_Input for this task_:
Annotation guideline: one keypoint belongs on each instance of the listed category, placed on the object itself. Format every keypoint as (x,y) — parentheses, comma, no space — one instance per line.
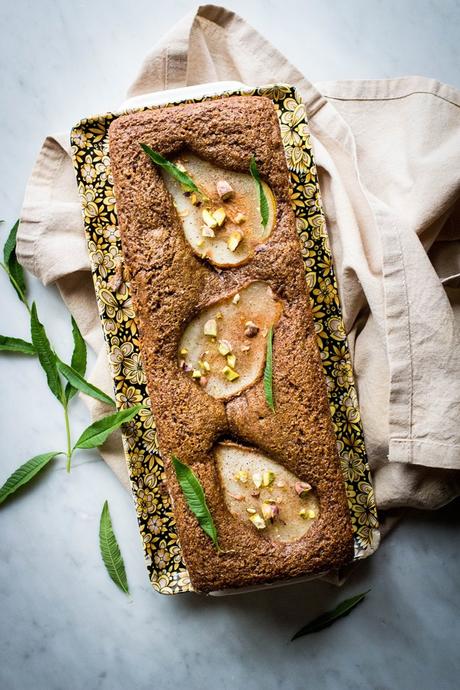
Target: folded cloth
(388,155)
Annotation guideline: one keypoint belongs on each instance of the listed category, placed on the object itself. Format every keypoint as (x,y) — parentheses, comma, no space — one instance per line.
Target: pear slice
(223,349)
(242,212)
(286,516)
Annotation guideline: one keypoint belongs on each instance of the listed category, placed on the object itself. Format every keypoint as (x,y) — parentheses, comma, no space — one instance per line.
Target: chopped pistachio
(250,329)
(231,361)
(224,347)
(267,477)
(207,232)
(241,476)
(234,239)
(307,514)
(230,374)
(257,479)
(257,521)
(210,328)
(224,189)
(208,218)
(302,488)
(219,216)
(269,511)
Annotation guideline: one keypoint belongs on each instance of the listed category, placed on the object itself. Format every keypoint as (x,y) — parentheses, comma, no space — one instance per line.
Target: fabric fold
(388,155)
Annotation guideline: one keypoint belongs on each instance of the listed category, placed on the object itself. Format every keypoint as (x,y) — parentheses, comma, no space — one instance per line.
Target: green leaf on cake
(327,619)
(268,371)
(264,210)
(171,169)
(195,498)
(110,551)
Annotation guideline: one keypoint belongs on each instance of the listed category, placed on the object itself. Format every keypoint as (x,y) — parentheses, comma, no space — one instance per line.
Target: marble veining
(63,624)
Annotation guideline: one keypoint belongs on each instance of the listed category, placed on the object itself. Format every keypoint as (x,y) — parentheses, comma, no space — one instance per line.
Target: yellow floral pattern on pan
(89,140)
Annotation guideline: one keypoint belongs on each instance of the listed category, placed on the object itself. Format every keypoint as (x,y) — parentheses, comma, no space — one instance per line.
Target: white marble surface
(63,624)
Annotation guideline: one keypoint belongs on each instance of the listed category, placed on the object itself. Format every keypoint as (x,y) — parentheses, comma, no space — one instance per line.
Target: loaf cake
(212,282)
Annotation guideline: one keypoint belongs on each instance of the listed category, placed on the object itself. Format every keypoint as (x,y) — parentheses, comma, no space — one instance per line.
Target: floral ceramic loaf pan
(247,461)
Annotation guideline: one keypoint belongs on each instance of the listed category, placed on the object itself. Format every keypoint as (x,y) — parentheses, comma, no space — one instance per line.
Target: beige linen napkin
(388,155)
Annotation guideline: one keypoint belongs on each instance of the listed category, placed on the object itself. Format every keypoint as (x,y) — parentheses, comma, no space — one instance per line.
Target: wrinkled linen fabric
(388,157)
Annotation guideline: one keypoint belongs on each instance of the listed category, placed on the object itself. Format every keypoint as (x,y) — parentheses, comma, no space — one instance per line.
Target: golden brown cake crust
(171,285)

_Task prompt_: Repeat the data above word for word, without pictures.

_Your solution_:
Annotation guideline: one keypoint belongs on each instance of the listed category, placed on the object itself. Format every keypoint as (x,y) — parentheses, comma, no space — one instance per line.
Target: folded cloth
(388,155)
Annotation guideline: one keypoint belongs on each instance of the listed category, placed on the object itself. Format every keypoint as (x,y) — parentheses, comma, no space — one instance per line.
Target: pear slice
(223,349)
(242,212)
(286,516)
Annotation guideline: one keypoint belongs on each instance of the listed category, placed on the object itself. Format every keypoint as (x,y) — parentheses, comma, no space — one instance per line.
Target: chopped pistachio
(250,329)
(231,361)
(224,347)
(267,477)
(207,232)
(241,476)
(234,239)
(307,514)
(230,374)
(257,479)
(257,521)
(210,328)
(224,189)
(208,218)
(302,488)
(219,216)
(269,511)
Annotation guideline: one keypoint belongs on each instance of the listed category, placed on the object itself. Format every keypoint as (x,y) — parentheses, comma, no space — one instance per line.
Target: fabric fold
(388,155)
Annotation guideline: one keypoint belongs on each instance of the listed category, placed on the object itself. Format every keypoint as (x,y) — parentheses, comma, no space — one instance per line.
Target: green leaf on cake
(327,619)
(268,371)
(264,210)
(171,169)
(195,498)
(110,551)
Annotation guideline: one keypoint belongs on each instance of the listed category, placed on the object itself. Format every keypoint as (x,y) — parentheses, comma, no space — one instance per line.
Target: marble veining
(63,624)
Annotation guideline: one keypoint belongs on each instance of the listed category, placed on the object itself. Format every keypoint as (x,y) — parentheses, comma, no space — one instance per line.
Target: yellow floral pattern on pan
(89,140)
Annotation guideline: one keypoint belongs on each instance of the listed category, placed on the object itself. Format every keypoint as (x,y) — parentheses, comma, no space — one instance per line.
Target: white marble surface
(63,624)
Annotation guideline: one keypoint belongs on each instance of the listed category, placed on the object itself. Format every keypoint as (x,y) — parentheses, comma, no space — one instance per line.
Target: loaf cake
(212,282)
Annotation guideline: one keypoint belongs on each instance of the listed category, placed on the object itself. Format every keypoint as (x,y) — parentheses, comma, no space — one instance per line.
Target: floral ceramic loaf pan
(247,461)
Annotation guideline: one keypoint belongs on each instance of the listed category, placed on the object itself. Format every keypoint as (x,y) — parentheses, comma, no space — one instance per line.
Target: beige linen napkin
(388,155)
Annotation guideline: one keypoint belongs on each instance of the listed category, placed on the object itself. Format every keypoint as (x,y) — parentheses, comma, no space — one instance per line.
Target: wrinkled linen fabric
(388,157)
Annotation guideline: one keypoint belongs on each instance of the listed category, placed on the object itself. Format every keypoint as (x,y) — parentheses, comma, no space — one instance per line.
Target: golden brown cake crust
(171,285)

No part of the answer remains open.